Rewrite the listing starting with the line containing "task | identify every instance of the sneaker" and going on through the end of the listing, both included, requests and all. Multiply every x and y coordinate in the answers by 1.8 and round each to a whole number, with halves rounded up.

BEGIN DATASET

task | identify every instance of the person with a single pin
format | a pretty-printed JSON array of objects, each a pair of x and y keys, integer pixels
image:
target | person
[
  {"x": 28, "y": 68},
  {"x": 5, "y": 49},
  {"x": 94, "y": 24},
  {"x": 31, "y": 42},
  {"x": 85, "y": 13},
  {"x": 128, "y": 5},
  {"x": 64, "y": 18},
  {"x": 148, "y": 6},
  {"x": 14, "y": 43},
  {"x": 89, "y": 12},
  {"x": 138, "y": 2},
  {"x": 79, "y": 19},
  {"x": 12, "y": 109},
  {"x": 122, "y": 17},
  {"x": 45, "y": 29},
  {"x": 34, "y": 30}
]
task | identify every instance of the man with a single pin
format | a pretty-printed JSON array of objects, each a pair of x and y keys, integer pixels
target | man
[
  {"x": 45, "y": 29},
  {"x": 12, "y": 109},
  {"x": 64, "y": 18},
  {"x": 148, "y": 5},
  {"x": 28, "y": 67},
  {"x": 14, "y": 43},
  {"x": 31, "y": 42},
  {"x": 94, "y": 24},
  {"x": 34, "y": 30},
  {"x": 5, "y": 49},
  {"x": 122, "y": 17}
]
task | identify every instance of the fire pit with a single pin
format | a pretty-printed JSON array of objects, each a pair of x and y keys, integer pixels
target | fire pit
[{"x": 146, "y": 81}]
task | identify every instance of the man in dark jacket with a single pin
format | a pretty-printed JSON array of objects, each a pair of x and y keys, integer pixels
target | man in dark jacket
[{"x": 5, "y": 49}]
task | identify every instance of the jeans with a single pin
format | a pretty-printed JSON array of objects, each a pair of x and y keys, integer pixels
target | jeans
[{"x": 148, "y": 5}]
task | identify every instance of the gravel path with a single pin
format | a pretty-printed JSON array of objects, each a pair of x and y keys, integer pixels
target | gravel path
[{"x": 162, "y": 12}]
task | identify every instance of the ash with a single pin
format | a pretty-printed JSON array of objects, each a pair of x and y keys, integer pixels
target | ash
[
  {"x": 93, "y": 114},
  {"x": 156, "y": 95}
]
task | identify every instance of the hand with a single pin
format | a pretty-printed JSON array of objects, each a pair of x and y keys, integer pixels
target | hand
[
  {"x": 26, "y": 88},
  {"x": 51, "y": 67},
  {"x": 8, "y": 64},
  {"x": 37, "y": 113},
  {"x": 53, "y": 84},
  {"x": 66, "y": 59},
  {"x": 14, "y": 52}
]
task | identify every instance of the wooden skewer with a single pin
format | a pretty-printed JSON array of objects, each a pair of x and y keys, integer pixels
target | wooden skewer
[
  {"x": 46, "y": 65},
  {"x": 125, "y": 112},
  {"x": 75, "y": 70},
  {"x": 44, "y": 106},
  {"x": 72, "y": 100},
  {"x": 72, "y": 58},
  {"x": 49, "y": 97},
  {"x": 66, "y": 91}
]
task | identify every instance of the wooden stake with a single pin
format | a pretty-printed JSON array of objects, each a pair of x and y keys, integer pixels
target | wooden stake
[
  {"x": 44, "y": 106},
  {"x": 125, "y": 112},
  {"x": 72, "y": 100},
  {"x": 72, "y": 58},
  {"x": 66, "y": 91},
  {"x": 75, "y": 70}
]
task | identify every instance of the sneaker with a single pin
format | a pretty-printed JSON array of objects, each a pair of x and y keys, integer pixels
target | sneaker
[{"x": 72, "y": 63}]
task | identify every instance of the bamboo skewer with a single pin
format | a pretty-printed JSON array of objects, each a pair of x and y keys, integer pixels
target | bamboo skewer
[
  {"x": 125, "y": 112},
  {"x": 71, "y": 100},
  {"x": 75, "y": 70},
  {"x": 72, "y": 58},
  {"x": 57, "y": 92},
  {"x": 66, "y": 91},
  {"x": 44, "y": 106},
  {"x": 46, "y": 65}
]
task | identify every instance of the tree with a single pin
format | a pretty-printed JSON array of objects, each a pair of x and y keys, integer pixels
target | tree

END DATASET

WRITTEN REPLY:
task | identify every instance of the sneaker with a single pin
format | a pretty-printed JSON array of objects, each a pair of x and y keys, integer pixels
target | sneaker
[{"x": 130, "y": 113}]
task | identify every instance of the bamboo skewer with a single pin
format | a pretty-printed JSON array of objects, each a pair of x and y keys, integer pixels
target | bamboo skewer
[
  {"x": 225, "y": 202},
  {"x": 128, "y": 180},
  {"x": 135, "y": 126},
  {"x": 130, "y": 104},
  {"x": 103, "y": 166},
  {"x": 119, "y": 164},
  {"x": 79, "y": 191},
  {"x": 83, "y": 117}
]
task | identify every instance of the tree with a single pin
format | a pretty-printed JSON array of objects, each a pair of x and y keys, integer pixels
target | tree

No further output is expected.